**WHAT IS ASKED**
Repeat every entry in the listing below, exactly.
━━━━━━━━━━━━━━━━━━━━
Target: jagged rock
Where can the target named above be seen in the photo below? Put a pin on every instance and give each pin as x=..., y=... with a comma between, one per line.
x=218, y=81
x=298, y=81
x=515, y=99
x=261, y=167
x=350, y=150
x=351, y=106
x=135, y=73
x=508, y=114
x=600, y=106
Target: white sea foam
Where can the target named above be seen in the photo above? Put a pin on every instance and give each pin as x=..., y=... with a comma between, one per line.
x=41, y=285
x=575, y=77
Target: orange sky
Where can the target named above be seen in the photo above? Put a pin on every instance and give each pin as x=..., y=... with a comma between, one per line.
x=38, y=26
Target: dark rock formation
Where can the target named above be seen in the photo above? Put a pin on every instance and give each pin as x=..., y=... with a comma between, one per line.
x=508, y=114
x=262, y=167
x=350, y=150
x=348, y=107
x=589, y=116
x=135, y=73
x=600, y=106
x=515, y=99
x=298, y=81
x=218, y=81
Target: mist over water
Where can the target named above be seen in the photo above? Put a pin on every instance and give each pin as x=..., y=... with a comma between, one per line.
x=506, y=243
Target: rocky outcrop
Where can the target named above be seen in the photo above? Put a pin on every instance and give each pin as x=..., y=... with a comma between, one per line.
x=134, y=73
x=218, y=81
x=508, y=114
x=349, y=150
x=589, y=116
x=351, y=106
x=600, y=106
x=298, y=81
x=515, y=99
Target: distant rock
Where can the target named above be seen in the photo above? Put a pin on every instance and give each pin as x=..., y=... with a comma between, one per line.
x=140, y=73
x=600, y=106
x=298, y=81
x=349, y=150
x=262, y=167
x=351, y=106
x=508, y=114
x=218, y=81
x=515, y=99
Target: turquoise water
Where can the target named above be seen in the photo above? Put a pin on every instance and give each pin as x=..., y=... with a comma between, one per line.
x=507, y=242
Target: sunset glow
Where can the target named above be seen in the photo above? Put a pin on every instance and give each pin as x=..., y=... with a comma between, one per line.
━━━━━━━━━━━━━━━━━━━━
**SOLUTION FOR THIS EXERCISE**
Target: jagged rock
Where can the target named above be seen in the photo below? Put a pin on every instance and give each pin as x=..., y=... with a comma between, one per line.
x=218, y=81
x=298, y=81
x=515, y=99
x=261, y=167
x=350, y=150
x=351, y=106
x=135, y=73
x=508, y=114
x=600, y=106
Target: white sea foam
Where can the target named above be seen in the photo above? Put a pin on every instance and give each pin as x=..., y=... with a comma between, one per line.
x=41, y=285
x=575, y=77
Target: orange sky
Where can the target named above be seen in the photo above? Put a pin on every instance and give each pin as x=..., y=... with a comma between, one per line.
x=38, y=26
Target: dark rock formation
Where can the target named above be seen in the photo above? Put a pin on every instance and give each pin as x=..., y=... with a comma between, one per line.
x=508, y=114
x=262, y=167
x=350, y=150
x=348, y=107
x=589, y=116
x=135, y=73
x=600, y=106
x=515, y=99
x=298, y=81
x=218, y=81
Target: mist over water
Where can the target named above be seen in the photo above? Put a pin on every instance and give each pin as x=..., y=... with a comma between, one per line.
x=506, y=243
Target: rocky outcrop
Where can the target named above be seen in the photo above? Put a pin on every instance and give each pin as x=..., y=... with a comma between, one per line.
x=134, y=73
x=218, y=81
x=508, y=114
x=349, y=150
x=589, y=116
x=351, y=106
x=600, y=106
x=298, y=81
x=515, y=99
Target: distant rock
Where can the target named above be seen in the photo above? Put a pin on every instance and give each pin as x=..., y=... with a comma between, one per line.
x=140, y=73
x=600, y=106
x=298, y=81
x=349, y=150
x=262, y=167
x=351, y=106
x=508, y=114
x=218, y=81
x=515, y=99
Target: turquoise water
Where can the target named above be seen in the photo above? Put a pin on every instance and give each pin as x=..., y=... with a comma between, one per line.
x=507, y=242
Target: sunset glow
Where can the target named above be seen in the photo above? Put a pin on every instance and give each pin as x=..., y=... with a comma between, one per line.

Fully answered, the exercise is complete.